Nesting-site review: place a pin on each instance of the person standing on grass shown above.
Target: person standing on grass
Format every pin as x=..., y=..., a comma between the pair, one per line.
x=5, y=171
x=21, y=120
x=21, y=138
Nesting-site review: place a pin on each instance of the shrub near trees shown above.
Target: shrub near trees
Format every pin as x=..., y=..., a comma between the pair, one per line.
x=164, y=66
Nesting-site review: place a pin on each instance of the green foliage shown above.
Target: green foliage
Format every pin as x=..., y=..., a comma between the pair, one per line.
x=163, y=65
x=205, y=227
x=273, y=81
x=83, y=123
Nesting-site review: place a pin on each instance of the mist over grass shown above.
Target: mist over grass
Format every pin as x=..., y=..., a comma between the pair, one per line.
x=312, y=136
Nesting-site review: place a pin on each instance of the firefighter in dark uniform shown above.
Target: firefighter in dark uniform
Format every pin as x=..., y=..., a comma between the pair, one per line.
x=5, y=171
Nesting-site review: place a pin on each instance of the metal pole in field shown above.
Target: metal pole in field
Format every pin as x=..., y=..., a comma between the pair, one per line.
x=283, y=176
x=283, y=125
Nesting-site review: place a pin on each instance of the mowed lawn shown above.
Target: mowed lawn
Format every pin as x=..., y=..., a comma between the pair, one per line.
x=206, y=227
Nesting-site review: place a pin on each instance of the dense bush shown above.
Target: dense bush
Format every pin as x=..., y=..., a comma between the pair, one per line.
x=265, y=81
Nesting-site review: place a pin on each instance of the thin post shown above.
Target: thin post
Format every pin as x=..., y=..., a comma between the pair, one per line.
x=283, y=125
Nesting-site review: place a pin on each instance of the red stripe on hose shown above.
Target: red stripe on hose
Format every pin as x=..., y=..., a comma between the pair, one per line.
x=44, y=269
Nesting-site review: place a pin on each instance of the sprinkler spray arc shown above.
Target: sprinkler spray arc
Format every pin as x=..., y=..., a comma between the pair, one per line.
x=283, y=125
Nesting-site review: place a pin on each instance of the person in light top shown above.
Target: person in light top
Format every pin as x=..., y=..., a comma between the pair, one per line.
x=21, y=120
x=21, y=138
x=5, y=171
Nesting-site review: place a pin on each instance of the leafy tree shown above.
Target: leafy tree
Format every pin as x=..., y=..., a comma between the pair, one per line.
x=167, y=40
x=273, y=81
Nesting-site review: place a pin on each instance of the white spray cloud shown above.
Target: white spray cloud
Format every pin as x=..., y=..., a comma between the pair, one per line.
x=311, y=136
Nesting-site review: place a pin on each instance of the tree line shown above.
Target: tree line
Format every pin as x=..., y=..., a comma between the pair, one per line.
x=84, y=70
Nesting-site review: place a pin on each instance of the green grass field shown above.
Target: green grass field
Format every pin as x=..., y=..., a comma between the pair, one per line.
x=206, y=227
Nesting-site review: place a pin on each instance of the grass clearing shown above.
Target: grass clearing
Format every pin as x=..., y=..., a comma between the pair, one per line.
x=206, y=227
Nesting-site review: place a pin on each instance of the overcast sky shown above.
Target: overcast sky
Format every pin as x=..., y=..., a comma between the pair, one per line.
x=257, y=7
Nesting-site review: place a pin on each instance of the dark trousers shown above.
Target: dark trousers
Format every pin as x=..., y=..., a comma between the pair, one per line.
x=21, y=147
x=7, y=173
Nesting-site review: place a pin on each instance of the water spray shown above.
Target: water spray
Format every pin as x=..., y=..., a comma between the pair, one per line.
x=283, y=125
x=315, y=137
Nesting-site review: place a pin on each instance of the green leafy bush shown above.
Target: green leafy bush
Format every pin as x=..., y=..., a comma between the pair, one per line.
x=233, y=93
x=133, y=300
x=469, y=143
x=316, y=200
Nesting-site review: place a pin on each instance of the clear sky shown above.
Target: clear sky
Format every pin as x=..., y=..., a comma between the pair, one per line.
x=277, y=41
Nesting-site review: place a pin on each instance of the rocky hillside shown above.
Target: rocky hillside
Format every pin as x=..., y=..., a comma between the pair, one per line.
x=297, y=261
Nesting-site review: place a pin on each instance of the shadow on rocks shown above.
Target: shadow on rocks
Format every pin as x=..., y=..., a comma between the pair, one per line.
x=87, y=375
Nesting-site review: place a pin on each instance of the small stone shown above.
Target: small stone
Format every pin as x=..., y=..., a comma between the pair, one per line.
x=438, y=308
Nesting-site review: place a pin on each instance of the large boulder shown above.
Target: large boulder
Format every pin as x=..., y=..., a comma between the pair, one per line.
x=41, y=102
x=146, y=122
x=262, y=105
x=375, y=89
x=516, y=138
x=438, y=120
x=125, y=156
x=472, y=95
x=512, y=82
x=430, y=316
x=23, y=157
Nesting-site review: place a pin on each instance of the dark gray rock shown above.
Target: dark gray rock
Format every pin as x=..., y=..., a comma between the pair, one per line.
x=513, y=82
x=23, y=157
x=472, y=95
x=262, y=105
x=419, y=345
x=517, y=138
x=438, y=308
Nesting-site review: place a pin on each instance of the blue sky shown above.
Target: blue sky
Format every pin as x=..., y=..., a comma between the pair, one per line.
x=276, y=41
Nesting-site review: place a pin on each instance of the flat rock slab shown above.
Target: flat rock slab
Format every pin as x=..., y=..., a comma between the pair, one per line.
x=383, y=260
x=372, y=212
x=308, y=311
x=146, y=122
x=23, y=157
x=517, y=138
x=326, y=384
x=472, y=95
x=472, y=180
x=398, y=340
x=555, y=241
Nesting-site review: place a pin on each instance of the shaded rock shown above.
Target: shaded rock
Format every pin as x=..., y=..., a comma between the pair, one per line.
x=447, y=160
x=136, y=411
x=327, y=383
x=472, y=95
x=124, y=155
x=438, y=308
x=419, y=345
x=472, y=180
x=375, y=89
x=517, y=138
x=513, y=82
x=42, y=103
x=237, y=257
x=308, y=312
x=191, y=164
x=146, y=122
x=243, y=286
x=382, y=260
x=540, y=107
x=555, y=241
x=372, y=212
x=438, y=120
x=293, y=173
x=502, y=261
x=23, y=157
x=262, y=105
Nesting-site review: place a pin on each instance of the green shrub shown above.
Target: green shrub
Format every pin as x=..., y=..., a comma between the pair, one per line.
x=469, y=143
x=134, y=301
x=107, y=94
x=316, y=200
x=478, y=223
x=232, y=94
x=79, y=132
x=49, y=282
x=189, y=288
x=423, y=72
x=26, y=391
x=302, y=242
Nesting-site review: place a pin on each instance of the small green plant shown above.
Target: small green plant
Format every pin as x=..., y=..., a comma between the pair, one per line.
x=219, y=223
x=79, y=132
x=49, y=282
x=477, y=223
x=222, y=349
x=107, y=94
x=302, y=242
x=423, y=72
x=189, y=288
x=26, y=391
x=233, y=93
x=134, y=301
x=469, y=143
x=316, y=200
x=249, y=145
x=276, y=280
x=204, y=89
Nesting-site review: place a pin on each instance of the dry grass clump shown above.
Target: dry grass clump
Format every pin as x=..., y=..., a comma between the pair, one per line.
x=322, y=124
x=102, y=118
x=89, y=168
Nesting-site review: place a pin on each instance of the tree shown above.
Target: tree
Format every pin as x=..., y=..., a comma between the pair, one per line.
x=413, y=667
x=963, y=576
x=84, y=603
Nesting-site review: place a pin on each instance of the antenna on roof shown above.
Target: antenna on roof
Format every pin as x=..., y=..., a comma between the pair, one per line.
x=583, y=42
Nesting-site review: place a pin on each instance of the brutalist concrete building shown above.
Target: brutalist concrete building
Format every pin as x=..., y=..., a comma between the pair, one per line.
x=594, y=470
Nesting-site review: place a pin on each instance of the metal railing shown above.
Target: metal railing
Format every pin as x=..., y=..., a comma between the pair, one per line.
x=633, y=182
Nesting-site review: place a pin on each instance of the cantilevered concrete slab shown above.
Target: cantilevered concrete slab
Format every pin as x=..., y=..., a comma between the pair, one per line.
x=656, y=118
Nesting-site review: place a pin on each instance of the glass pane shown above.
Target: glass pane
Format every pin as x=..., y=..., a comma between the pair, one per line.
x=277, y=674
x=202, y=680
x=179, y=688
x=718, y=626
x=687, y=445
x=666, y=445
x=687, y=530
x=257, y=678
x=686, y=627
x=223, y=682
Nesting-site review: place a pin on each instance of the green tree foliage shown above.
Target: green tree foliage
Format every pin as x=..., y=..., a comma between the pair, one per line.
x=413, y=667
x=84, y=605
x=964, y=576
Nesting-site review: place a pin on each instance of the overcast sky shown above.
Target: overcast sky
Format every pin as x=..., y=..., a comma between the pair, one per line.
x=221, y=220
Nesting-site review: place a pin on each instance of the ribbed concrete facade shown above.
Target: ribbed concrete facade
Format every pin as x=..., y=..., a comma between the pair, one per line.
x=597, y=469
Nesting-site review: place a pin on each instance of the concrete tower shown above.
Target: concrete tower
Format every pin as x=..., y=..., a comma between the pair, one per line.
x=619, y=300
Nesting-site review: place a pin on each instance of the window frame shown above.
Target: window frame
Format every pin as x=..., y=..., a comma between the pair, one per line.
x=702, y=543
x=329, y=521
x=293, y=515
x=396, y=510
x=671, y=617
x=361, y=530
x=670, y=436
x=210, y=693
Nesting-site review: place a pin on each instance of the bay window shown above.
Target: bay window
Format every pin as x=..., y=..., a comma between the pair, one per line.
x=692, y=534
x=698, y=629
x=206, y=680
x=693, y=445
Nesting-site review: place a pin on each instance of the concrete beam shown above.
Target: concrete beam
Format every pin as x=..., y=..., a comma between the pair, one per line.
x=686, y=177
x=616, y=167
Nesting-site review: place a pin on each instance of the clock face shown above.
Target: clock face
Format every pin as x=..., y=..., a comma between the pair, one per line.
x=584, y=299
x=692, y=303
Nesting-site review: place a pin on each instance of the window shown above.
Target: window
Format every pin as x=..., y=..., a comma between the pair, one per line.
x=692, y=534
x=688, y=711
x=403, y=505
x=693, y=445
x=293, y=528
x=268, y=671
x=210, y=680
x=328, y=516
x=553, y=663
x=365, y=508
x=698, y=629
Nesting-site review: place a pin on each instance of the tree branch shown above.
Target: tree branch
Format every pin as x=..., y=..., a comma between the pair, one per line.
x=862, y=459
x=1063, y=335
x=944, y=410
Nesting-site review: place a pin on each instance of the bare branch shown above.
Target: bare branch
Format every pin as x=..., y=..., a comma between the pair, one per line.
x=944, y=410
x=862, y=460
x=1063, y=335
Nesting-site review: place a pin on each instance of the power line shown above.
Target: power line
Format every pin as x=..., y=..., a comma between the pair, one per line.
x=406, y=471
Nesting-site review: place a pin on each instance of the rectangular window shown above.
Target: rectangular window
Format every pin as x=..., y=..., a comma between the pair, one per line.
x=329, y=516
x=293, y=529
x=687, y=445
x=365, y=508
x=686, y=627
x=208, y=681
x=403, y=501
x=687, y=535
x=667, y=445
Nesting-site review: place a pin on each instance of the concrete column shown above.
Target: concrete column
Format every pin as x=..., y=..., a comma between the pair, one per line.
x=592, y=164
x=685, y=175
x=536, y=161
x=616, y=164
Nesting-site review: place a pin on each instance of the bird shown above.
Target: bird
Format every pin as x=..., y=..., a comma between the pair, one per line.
━━━━━━
_Requirement:_
Everything from the line containing "rectangular window shown above." to the end of the records must be written out exactly; include both of those lines and no others.

_Solved problem:_
Nesting-site review: place a pin on each instance of the rectangular window shown above.
Target: rectangular window
Format every pin as x=..., y=..., a comma between the pair, one per line.
x=329, y=516
x=293, y=529
x=687, y=445
x=365, y=508
x=686, y=627
x=208, y=681
x=403, y=501
x=687, y=535
x=667, y=445
Nesting-site review: place a pin on each instance of the concrete column shown above.
Target: concrete column
Format every pin as x=..., y=..., a comma between the pair, one per line.
x=592, y=164
x=685, y=175
x=536, y=161
x=616, y=164
Nesting-site review: place a pin on each instance of the bird shown above.
Target: bird
Format every pin as x=..., y=..., a comma between the pair, one per line.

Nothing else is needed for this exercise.